(Coordinate annotation entries)
———

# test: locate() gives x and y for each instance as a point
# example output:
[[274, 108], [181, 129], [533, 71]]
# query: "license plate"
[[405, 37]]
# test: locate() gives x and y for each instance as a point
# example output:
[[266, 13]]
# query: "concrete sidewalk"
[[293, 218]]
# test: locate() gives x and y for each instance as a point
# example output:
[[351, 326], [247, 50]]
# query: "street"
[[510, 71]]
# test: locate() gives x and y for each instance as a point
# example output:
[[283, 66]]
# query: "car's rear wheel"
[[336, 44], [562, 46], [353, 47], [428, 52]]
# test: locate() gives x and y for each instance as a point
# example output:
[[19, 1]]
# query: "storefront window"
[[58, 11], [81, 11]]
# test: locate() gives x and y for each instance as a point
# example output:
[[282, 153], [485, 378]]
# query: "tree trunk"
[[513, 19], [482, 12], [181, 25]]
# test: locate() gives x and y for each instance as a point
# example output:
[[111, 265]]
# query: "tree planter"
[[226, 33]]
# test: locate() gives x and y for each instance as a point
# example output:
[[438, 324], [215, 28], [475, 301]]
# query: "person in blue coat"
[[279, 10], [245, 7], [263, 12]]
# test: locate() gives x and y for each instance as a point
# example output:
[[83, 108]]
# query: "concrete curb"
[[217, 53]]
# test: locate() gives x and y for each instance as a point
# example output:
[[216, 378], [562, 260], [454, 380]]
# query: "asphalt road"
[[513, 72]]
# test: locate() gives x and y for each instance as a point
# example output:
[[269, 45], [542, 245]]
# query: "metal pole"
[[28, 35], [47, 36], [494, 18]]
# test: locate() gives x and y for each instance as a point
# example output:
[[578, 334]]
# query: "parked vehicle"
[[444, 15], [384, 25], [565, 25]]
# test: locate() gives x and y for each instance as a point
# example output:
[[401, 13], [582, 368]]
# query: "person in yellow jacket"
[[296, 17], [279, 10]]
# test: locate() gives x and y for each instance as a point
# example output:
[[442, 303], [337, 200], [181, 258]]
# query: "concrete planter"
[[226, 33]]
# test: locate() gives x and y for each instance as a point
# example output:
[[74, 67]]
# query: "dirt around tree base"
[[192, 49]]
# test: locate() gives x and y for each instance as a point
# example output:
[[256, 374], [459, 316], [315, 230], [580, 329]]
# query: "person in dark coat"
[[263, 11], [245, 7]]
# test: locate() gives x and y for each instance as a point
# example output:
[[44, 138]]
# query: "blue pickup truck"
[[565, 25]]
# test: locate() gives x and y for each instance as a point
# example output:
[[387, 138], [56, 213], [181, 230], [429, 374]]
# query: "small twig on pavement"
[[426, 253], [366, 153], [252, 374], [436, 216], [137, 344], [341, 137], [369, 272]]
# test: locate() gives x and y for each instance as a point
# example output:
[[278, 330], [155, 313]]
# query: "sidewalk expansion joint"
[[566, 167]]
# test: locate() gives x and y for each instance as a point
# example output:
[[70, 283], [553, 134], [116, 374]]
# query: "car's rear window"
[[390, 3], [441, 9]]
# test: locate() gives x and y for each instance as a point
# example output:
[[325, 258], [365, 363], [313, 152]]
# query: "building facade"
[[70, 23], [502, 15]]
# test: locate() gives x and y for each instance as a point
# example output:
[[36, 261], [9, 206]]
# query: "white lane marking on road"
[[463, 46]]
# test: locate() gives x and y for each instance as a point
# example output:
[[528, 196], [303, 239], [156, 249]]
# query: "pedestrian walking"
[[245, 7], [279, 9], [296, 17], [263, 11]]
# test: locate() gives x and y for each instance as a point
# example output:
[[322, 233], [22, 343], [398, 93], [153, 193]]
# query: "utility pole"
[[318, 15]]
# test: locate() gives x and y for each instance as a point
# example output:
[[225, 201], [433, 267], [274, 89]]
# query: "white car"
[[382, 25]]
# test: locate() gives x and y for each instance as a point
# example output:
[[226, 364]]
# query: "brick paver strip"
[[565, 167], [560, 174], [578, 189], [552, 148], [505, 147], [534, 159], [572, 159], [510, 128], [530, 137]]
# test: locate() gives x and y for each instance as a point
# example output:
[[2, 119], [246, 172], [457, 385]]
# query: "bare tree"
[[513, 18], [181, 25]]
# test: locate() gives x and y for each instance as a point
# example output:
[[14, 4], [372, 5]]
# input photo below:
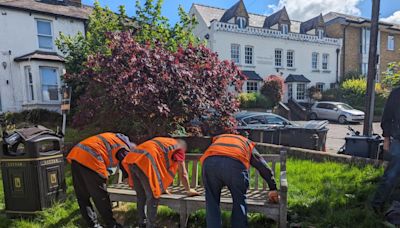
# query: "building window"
[[290, 58], [320, 87], [45, 36], [290, 91], [301, 91], [365, 40], [391, 43], [314, 61], [252, 87], [325, 59], [49, 83], [285, 29], [241, 22], [235, 53], [278, 57], [248, 55], [320, 33], [29, 84]]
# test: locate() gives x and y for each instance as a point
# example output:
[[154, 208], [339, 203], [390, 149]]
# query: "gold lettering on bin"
[[53, 178], [51, 161], [17, 182]]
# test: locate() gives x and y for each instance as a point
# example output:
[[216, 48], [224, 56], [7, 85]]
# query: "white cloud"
[[394, 18], [306, 9]]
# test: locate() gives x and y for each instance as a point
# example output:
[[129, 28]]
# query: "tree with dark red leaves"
[[148, 90]]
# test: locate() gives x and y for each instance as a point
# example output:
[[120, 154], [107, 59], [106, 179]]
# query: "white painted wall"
[[264, 54], [18, 36]]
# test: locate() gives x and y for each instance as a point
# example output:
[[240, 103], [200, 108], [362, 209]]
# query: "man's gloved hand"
[[273, 197], [192, 192]]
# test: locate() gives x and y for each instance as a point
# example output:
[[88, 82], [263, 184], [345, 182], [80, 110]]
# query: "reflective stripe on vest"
[[166, 151], [153, 164], [109, 149], [90, 151], [229, 145], [235, 137]]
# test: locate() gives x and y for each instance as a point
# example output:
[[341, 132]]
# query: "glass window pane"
[[44, 27], [49, 83], [45, 42]]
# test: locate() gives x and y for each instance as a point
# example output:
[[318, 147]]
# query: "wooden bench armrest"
[[283, 182]]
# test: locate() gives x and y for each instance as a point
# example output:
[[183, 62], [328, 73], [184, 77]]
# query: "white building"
[[30, 63], [272, 45]]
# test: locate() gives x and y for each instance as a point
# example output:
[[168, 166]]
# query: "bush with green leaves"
[[254, 100]]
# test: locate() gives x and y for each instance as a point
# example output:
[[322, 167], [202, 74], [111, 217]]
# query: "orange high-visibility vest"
[[230, 145], [98, 152], [154, 159]]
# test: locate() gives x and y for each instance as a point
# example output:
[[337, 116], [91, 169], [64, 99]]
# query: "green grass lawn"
[[320, 195]]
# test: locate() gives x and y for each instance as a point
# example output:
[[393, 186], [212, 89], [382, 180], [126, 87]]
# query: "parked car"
[[260, 119], [336, 111]]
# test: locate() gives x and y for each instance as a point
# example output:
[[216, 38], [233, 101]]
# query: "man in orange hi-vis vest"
[[226, 163], [151, 167], [92, 161]]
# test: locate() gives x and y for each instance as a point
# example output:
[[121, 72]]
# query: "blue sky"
[[297, 9]]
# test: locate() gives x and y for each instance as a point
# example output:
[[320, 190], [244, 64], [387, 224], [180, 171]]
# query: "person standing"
[[390, 124], [92, 161], [226, 163], [151, 169]]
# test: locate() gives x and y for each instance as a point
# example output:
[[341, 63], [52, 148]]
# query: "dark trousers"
[[146, 203], [391, 177], [220, 171], [89, 184]]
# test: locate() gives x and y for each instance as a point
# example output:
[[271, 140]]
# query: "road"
[[337, 133]]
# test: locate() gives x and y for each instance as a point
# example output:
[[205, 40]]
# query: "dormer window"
[[285, 29], [241, 22], [320, 33]]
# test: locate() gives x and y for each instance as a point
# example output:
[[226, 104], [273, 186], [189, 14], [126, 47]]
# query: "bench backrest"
[[275, 161]]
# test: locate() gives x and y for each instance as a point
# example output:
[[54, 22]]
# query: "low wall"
[[200, 144]]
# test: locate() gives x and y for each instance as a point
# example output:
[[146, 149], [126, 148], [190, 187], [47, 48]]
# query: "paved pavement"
[[337, 133]]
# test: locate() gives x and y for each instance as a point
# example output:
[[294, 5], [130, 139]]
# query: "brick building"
[[355, 32]]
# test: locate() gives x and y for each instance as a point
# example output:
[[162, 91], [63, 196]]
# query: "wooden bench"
[[256, 195]]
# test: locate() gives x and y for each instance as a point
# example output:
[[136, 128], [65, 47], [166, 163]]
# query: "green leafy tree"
[[391, 78], [77, 48]]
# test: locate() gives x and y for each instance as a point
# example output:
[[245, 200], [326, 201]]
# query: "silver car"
[[336, 111]]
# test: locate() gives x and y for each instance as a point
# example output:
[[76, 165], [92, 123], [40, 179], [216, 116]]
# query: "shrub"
[[149, 90], [254, 100], [273, 89]]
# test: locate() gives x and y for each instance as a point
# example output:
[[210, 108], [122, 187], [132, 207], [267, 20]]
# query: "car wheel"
[[313, 116], [342, 119]]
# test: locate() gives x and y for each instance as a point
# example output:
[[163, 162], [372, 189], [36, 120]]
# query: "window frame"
[[241, 22], [252, 87], [325, 61], [280, 58], [290, 90], [302, 93], [238, 53], [391, 43], [37, 20], [247, 56], [41, 83], [29, 84], [314, 65], [285, 29], [287, 58]]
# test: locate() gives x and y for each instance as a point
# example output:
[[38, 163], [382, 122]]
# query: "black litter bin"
[[363, 146], [32, 167]]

———

Select and copy every line above that contains the word "sidewalk", treating uppercase and lowercase letters as different.

# query: "concrete sidewalk"
# query: "sidewalk expansion joint"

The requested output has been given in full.